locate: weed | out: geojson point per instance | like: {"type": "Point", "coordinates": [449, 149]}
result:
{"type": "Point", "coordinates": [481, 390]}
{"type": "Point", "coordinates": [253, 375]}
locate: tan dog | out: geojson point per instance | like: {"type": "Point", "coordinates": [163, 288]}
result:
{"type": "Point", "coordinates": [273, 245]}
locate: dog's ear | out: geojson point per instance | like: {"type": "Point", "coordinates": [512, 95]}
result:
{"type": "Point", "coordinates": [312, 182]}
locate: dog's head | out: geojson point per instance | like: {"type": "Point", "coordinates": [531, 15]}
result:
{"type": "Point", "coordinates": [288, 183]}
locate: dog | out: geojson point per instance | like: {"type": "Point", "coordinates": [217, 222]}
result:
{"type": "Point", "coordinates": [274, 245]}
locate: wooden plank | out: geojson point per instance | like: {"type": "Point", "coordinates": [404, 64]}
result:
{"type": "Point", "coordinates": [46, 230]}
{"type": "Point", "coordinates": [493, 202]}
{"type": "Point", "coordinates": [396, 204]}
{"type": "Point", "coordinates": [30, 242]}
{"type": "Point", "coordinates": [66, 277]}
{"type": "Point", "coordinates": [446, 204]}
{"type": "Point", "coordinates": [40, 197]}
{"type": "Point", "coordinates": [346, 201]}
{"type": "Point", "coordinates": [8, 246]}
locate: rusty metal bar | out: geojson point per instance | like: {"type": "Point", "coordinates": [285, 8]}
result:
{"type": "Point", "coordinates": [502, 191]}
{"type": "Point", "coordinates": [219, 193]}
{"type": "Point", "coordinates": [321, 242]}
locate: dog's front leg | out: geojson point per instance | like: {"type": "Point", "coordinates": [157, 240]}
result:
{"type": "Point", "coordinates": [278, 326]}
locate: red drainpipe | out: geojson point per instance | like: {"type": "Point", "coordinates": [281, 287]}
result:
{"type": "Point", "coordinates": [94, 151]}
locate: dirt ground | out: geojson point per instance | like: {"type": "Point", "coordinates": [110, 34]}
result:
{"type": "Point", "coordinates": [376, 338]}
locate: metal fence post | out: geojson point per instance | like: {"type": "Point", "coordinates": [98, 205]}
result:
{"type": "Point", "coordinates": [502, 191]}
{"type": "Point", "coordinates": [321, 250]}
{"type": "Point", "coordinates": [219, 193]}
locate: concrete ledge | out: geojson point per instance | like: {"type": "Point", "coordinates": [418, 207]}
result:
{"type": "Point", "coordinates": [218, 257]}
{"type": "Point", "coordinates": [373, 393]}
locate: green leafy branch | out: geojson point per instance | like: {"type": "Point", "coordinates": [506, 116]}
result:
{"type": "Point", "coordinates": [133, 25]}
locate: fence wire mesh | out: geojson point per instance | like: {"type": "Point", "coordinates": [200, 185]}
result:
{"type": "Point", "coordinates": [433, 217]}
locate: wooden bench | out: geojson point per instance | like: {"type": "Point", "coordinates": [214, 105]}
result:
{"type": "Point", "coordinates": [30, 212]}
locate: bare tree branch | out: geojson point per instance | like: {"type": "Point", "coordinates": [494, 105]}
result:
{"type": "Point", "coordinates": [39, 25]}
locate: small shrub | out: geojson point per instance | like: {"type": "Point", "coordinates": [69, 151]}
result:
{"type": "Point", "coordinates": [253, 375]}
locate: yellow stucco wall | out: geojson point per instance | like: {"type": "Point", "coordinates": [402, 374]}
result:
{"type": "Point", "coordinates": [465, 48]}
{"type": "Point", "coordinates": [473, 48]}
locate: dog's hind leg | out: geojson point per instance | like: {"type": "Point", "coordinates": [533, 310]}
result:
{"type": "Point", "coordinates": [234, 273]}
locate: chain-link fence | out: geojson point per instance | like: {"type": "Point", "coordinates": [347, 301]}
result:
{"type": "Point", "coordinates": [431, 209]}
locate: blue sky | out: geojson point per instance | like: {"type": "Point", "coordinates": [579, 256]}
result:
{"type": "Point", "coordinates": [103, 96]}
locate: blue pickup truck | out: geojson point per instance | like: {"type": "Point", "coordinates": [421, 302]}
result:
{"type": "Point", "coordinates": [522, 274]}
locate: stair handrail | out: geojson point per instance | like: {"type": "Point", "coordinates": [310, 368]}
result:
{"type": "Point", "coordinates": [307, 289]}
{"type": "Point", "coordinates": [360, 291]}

--- What this task involves ---
Copy the entries starting at the line that contains "locate: blue pickup" and ending at the last line of the entries, swapping "stair handrail" for "stair railing" and keeping everything else the same.

--- Result of this exercise ---
locate: blue pickup truck | out: geojson point per instance | like: {"type": "Point", "coordinates": [421, 302]}
result:
{"type": "Point", "coordinates": [522, 274]}
locate: stair railing | out: geojson point per instance | like: {"type": "Point", "coordinates": [310, 368]}
result:
{"type": "Point", "coordinates": [307, 289]}
{"type": "Point", "coordinates": [360, 291]}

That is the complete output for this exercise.